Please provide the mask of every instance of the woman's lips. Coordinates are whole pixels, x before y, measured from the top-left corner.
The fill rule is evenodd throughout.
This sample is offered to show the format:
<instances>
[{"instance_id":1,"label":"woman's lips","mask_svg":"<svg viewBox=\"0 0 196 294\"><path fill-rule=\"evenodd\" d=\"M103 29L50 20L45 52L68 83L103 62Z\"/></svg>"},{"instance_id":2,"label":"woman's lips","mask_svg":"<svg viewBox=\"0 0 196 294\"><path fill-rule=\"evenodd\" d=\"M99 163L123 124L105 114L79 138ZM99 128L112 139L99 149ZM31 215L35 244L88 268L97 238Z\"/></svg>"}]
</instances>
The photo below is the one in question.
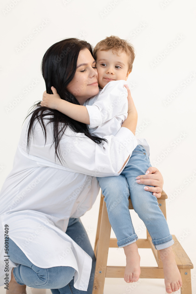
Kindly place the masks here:
<instances>
[{"instance_id":1,"label":"woman's lips","mask_svg":"<svg viewBox=\"0 0 196 294\"><path fill-rule=\"evenodd\" d=\"M88 85L88 86L98 86L98 83L97 82L95 82L95 83L93 83L92 84L89 84Z\"/></svg>"}]
</instances>

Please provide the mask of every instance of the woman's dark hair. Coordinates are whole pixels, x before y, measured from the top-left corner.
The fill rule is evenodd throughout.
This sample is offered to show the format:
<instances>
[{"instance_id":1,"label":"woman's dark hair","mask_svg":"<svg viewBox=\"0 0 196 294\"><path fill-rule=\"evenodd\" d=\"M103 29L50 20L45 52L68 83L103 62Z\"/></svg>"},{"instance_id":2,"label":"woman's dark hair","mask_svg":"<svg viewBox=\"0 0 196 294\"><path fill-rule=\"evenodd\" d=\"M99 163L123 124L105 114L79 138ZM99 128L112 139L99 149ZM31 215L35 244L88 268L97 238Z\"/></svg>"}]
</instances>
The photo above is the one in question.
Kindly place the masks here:
<instances>
[{"instance_id":1,"label":"woman's dark hair","mask_svg":"<svg viewBox=\"0 0 196 294\"><path fill-rule=\"evenodd\" d=\"M74 104L80 105L73 95L68 91L67 87L74 76L79 52L86 48L93 56L93 49L89 43L76 38L62 40L54 44L48 49L44 54L41 64L42 73L46 83L47 93L52 94L51 87L53 86L62 99ZM53 141L52 145L54 144L55 160L57 157L60 162L61 159L64 160L61 154L59 142L68 126L74 132L83 133L98 144L101 144L102 140L108 143L106 139L92 136L85 124L75 121L57 110L41 106L40 101L33 106L31 110L35 108L25 119L32 114L28 125L29 125L27 146L28 152L29 152L35 127L33 127L33 123L36 121L36 123L39 122L42 127L45 144L46 143L46 126L43 120L44 118L48 121L46 126L50 123L53 123ZM51 116L48 117L48 116Z\"/></svg>"}]
</instances>

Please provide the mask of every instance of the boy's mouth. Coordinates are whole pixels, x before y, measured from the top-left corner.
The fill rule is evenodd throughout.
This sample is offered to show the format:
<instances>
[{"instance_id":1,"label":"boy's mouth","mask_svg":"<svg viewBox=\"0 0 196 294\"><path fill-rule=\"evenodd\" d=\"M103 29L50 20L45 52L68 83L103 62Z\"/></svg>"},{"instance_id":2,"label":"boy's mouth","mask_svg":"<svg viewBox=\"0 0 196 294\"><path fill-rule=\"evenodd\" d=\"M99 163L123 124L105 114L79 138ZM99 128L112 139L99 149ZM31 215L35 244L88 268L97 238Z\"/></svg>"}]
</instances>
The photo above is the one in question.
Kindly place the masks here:
<instances>
[{"instance_id":1,"label":"boy's mouth","mask_svg":"<svg viewBox=\"0 0 196 294\"><path fill-rule=\"evenodd\" d=\"M104 79L105 80L106 80L106 81L115 81L115 80L113 78L104 78Z\"/></svg>"}]
</instances>

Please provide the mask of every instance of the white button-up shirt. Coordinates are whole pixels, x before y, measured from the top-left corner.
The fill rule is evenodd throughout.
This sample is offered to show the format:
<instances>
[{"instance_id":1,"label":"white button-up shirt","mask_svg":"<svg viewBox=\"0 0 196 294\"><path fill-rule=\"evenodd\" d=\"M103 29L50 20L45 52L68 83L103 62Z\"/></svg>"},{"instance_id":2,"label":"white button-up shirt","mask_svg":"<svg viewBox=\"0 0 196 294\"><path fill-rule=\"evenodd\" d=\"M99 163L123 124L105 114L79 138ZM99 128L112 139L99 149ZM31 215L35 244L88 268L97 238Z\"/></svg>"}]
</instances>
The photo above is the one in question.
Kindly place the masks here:
<instances>
[{"instance_id":1,"label":"white button-up shirt","mask_svg":"<svg viewBox=\"0 0 196 294\"><path fill-rule=\"evenodd\" d=\"M127 90L124 80L109 82L97 95L84 103L89 115L89 131L100 138L106 134L115 136L128 115ZM149 147L145 139L137 139L150 156Z\"/></svg>"},{"instance_id":2,"label":"white button-up shirt","mask_svg":"<svg viewBox=\"0 0 196 294\"><path fill-rule=\"evenodd\" d=\"M24 124L13 169L0 193L0 286L5 277L7 224L10 238L34 264L73 268L74 287L86 291L92 259L65 233L69 219L79 217L91 208L100 189L96 177L119 175L137 141L126 128L115 136L103 136L108 144L98 145L67 127L60 143L65 161L55 162L52 123L46 126L45 144L41 127L34 124L27 153L26 131L31 116ZM46 125L48 121L43 120ZM9 260L9 281L12 268L19 265Z\"/></svg>"}]
</instances>

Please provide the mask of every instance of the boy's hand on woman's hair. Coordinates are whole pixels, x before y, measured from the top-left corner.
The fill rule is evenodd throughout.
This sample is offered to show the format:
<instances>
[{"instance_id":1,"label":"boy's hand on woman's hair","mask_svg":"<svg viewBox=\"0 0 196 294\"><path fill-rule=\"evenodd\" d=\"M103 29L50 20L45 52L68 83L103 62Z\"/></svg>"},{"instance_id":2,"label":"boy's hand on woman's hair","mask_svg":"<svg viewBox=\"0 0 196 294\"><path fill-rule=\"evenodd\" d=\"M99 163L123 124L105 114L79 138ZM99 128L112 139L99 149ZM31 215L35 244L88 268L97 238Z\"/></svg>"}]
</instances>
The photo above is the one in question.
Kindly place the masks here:
<instances>
[{"instance_id":1,"label":"boy's hand on woman's hair","mask_svg":"<svg viewBox=\"0 0 196 294\"><path fill-rule=\"evenodd\" d=\"M53 87L51 87L53 94L48 94L45 91L43 94L42 101L41 101L41 106L44 106L52 109L58 110L59 103L61 100L57 91Z\"/></svg>"}]
</instances>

What to do
Pull out every line of the records above that contains the string "mouth". Case matters.

Expected answer
Please provide the mask of every instance of the boy's mouth. Coordinates are whole pixels, x before y, measured from the top-left corner.
[{"instance_id":1,"label":"boy's mouth","mask_svg":"<svg viewBox=\"0 0 196 294\"><path fill-rule=\"evenodd\" d=\"M103 29L50 20L45 52L68 83L103 62Z\"/></svg>"},{"instance_id":2,"label":"boy's mouth","mask_svg":"<svg viewBox=\"0 0 196 294\"><path fill-rule=\"evenodd\" d=\"M99 163L123 124L105 114L79 138ZM99 128L112 139L99 149ZM31 215L35 244L88 268L97 238Z\"/></svg>"}]
[{"instance_id":1,"label":"boy's mouth","mask_svg":"<svg viewBox=\"0 0 196 294\"><path fill-rule=\"evenodd\" d=\"M104 79L105 80L106 80L106 81L115 81L115 80L113 78L104 78Z\"/></svg>"}]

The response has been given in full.